*選んだ文章*.
日本人のこころ 31
東京・福島─高村光太郎『智恵子抄』

(APTF『真の家庭』252号[2019年10月]より)

ジャーナリスト 高嶋 久

一ばんぢかに永遠を感じる
 憧れの純愛と現実の性愛との間で揺れ動く高校時代、私が愛読していたのが朱色の表紙も鮮やかな『智恵子抄』です。中でも「僕等」の「僕はあなたをおもふたびに/一ばんぢかに永遠を感じる/僕があり あなたがある/自分はこれに尽きてゐる/…」というフレーズに強く引かれました。

 有限で相対的な存在の人間が、なぜ永遠性や絶対性を求めるのかが大きな疑問でした。工学系の技術者にでもなろうかと受験勉強をしながら、それに飽き足らない自分を感じていたのです。清楚な同級生の女性を憧憬しながら、官能的な女子高生に心を奪われたり、それなりの青春でした。振り返ってみると、自分の中にある女性像の揺れがそのまま反映されていたにすぎないことに気づきます。母親との間で形成され始めた男子の女性像は、年齢を重ね、いろいろな女性とふれあうことで成長していくのです。

 50代になって訪れた福島県二本松市の二本松城址に高村光太郎の詩碑があり、ここが智恵子の生まれ故郷だったのに気づきました。詩碑の向こうには、智恵子が愛した阿多多羅山が見えていました。

 高村光太郎は明治16年、東京で、上野公園の「西郷隆盛像」などで知られる近代彫刻家・光雲の長男として生まれます。父の背中を追って彫刻家を志望し、東京美術学校彫刻科に入学、さらに西洋画科に再入学して油絵も学びました。その後、ロダンの「考える人」に衝撃を受け、西洋の彫刻技術を学ぶためニューヨークやパリなどに留学します。

 光太郎が芸術と同じくらい打ち込んだのが文学で、与謝野鉄幹が主宰する『明星』にたびたび寄稿し、「僕の前に道はない/僕の後ろに道は出来る/ああ、自然よ/父よ/僕を一人立ちにさせた広大な父よ」(「道程」)で知られる詩集『道程』を出版し、作家としても世に知られるようになります。

 もっとも、光太郎にとって本来の仕事は彫刻で、詩については、彫刻の純粋さを守り、彫刻に文学など他の要素が入らないようにするための「安全弁」と考えていたようです。父のような仏師上がりの職人的彫刻家にはなれず、気に入った仕事がないと、翻訳で暮らしをしのいでいました。

*提供資料*.
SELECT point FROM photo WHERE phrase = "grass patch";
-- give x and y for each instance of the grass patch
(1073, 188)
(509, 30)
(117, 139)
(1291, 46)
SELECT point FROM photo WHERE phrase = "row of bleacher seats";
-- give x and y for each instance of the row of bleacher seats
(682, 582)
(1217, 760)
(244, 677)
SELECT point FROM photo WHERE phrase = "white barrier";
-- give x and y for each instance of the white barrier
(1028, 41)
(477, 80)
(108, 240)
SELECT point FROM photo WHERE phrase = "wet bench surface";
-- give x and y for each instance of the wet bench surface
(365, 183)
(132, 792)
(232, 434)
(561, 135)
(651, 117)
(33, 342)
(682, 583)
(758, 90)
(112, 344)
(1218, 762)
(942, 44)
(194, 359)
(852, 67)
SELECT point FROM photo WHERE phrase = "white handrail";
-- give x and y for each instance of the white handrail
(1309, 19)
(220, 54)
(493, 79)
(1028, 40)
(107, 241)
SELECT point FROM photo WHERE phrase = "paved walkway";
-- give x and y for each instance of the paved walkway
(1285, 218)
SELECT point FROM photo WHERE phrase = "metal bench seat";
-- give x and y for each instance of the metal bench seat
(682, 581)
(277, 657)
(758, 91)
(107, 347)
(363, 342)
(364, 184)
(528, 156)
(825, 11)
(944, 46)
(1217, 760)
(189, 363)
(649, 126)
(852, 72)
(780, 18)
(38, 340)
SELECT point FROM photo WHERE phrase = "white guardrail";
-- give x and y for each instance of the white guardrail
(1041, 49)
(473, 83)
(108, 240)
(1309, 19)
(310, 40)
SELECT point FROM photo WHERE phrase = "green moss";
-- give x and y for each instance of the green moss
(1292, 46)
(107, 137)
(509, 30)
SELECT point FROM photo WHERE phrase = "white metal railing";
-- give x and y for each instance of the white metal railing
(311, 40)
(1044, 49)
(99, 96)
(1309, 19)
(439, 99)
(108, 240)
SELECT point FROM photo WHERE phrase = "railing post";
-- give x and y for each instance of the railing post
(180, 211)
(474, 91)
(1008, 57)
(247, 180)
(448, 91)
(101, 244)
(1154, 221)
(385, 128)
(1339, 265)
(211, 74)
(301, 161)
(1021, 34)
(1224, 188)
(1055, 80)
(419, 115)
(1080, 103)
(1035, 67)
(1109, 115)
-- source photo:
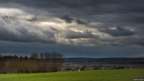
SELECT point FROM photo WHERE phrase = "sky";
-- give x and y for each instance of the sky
(75, 28)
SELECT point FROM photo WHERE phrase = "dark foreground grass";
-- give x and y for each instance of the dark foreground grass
(95, 75)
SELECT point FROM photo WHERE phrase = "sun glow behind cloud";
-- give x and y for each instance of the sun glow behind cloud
(19, 25)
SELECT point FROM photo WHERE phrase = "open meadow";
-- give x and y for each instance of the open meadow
(94, 75)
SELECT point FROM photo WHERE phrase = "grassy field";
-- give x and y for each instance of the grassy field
(95, 75)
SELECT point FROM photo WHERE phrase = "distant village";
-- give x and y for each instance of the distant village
(43, 62)
(53, 62)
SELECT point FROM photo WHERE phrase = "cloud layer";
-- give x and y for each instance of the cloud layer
(88, 22)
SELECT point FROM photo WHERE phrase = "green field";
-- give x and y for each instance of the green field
(95, 75)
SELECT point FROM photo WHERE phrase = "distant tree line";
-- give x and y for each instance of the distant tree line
(36, 62)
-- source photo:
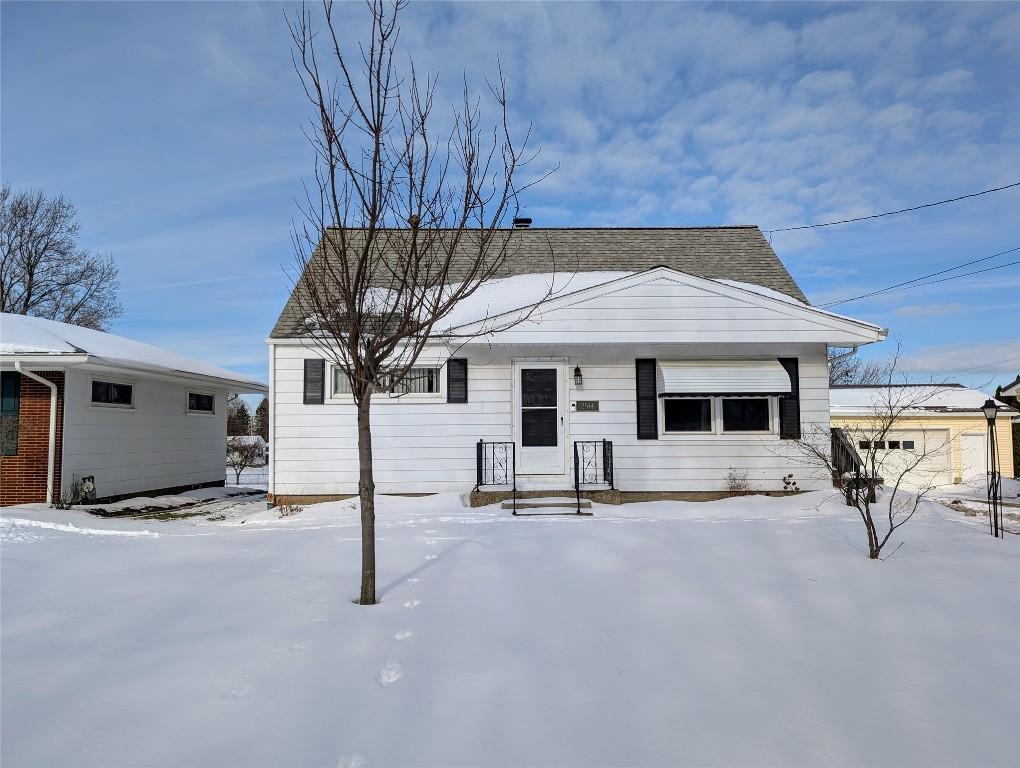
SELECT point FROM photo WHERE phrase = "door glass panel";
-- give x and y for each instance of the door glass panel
(538, 427)
(538, 388)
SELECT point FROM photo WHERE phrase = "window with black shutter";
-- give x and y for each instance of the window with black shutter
(314, 381)
(648, 417)
(10, 403)
(457, 380)
(789, 405)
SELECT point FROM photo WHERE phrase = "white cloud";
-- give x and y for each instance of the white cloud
(958, 358)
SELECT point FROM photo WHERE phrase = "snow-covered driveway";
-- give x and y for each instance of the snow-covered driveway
(750, 631)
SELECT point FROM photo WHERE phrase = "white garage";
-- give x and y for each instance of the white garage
(945, 422)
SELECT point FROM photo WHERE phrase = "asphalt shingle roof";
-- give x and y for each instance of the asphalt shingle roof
(736, 253)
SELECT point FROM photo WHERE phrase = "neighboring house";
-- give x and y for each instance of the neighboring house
(80, 403)
(252, 440)
(948, 422)
(684, 352)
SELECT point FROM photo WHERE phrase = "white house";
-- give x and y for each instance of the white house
(665, 359)
(82, 404)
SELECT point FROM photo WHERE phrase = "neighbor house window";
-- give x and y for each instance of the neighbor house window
(10, 403)
(686, 414)
(746, 415)
(112, 393)
(200, 402)
(419, 380)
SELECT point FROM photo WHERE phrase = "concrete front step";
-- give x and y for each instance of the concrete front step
(558, 504)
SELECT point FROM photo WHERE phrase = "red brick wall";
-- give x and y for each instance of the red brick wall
(22, 477)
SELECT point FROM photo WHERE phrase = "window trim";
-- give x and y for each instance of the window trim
(717, 427)
(191, 412)
(112, 379)
(438, 395)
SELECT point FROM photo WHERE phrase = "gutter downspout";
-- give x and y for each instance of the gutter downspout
(52, 443)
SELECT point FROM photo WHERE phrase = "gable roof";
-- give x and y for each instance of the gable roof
(498, 302)
(735, 253)
(52, 343)
(949, 398)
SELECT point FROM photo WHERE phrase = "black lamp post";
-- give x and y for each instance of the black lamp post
(993, 481)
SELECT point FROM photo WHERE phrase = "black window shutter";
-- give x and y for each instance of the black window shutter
(789, 405)
(314, 381)
(457, 379)
(648, 417)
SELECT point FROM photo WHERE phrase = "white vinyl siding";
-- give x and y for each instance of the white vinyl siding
(423, 447)
(155, 444)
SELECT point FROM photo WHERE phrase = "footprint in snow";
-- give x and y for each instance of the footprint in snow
(389, 673)
(354, 760)
(239, 693)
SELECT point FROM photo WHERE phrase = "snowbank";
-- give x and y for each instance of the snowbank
(750, 631)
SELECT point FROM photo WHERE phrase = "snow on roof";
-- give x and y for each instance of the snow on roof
(924, 398)
(21, 335)
(507, 294)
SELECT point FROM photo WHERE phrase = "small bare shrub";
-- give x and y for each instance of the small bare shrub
(736, 480)
(290, 510)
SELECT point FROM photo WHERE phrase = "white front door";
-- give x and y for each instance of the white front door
(539, 421)
(973, 456)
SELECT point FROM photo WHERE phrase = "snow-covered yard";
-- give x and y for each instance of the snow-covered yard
(751, 631)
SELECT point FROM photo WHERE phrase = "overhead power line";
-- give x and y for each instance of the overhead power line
(894, 213)
(916, 282)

*出題内容 1*.
高村光太郎についての文章から、「高村光太郎は明治16年、東京」を含む部分から書き始め、「で暮らしをしのいでいました。」で終わるところまでをそのまま書き写してください。
*出題内容 2*.
高村光太郎についての文章では、光太郎がたびたび寄稿した『明星』を主宰していたのは誰だとされていますか。

*解答例 1*.
高村光太郎は明治16年、東京で、上野公園の「西郷隆盛像」などで知られる近代彫刻家・光雲の長男として生まれます。父の背中を追って彫刻家を志望し、東京美術学校彫刻科に入学、さらに西洋画科に再入学して油絵も学びました。その後、ロダンの「考える人」に衝撃を受け、西洋の彫刻技術を学ぶためニューヨークやパリなどに留学します。

 光太郎が芸術と同じくらい打ち込んだのが文学で、与謝野鉄幹が主宰する『明星』にたびたび寄稿し、「僕の前に道はない/僕の後ろに道は出来る/ああ、自然よ/父よ/僕を一人立ちにさせた広大な父よ」(「道程」)で知られる詩集『道程』を出版し、作家としても世に知られるようになります。

 もっとも、光太郎にとって本来の仕事は彫刻で、詩については、彫刻の純粋さを守り、彫刻に文学など他の要素が入らないようにするための「安全弁」と考えていたようです。父のような仏師上がりの職人的彫刻家にはなれず、気に入った仕事がないと、翻訳で暮らしをしのいでいました。

*解答例 2*.
与謝野鉄幹です。